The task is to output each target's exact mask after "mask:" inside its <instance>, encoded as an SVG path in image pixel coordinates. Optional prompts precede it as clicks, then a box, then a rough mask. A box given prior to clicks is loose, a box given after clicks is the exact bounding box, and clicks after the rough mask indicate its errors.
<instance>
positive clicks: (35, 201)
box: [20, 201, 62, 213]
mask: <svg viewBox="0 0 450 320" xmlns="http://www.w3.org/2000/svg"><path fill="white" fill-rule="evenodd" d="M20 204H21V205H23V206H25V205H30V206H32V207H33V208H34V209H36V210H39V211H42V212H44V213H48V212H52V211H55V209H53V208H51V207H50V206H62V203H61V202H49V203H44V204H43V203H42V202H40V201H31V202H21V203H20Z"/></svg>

## What the task asks
Up to and including the line with "positive clicks: (35, 201)", write out the records above exactly, starting from their first line.

## Solution to this problem
The task is to output each target's exact mask after "mask:" inside its <instance>, encoded as an SVG path in image pixel coordinates. Optional prompts precede it as clicks, then a box, then a rough mask. A box given prior to clicks is loose, a box given after clicks is the exact bounding box, and clicks after the rough mask indicate its errors.
<instance>
positive clicks: (35, 201)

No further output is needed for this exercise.